## Exercise
Repeat all of the material below word for word, keeping every line as it stands.

>>>>

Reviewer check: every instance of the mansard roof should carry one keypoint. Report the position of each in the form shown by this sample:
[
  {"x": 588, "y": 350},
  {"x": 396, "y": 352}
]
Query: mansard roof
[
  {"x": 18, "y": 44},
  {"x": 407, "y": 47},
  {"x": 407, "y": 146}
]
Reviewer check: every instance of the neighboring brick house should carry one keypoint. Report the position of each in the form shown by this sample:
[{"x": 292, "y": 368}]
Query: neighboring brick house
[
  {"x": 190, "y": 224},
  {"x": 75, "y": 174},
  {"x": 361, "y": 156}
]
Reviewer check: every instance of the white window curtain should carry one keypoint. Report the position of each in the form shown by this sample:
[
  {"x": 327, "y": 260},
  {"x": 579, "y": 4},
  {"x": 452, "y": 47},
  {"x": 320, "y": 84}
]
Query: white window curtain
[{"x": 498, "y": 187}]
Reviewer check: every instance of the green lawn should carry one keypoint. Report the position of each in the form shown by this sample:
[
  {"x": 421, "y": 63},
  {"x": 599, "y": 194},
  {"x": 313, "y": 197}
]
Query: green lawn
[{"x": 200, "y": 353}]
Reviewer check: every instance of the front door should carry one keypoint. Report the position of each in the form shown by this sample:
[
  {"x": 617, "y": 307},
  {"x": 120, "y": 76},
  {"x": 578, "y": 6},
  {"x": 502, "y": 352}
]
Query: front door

<<<<

## Result of the exercise
Reviewer check: every instance of the mansard roof should carry one keypoint. Report the position of each in the form shown by this sample:
[
  {"x": 588, "y": 350},
  {"x": 396, "y": 352}
]
Query: mansard roof
[
  {"x": 18, "y": 44},
  {"x": 407, "y": 47},
  {"x": 407, "y": 146}
]
Reviewer check: every instance of the neighboring brick house should carry one keypoint. Report the position of each in the form shown by this sample:
[{"x": 292, "y": 368}]
Query: neighboring brick house
[
  {"x": 190, "y": 224},
  {"x": 75, "y": 174},
  {"x": 361, "y": 156}
]
Reviewer check: every instance of the white window curtain should carry one keypoint. Report the position of each in the form shown by this sample:
[
  {"x": 327, "y": 260},
  {"x": 579, "y": 4},
  {"x": 452, "y": 47},
  {"x": 320, "y": 84}
]
Query: white window curtain
[{"x": 498, "y": 187}]
Reviewer check: every instance of the green lawn should carry one keypoint. Report the position of each in the form shown by this sample:
[
  {"x": 421, "y": 63},
  {"x": 599, "y": 194},
  {"x": 313, "y": 197}
]
Query: green lawn
[{"x": 200, "y": 353}]
Reviewer check: every instance of the front door should carry one keypoint. Report the position of each in the form shown by this sample:
[
  {"x": 617, "y": 307},
  {"x": 120, "y": 76},
  {"x": 578, "y": 6},
  {"x": 502, "y": 352}
]
Query: front door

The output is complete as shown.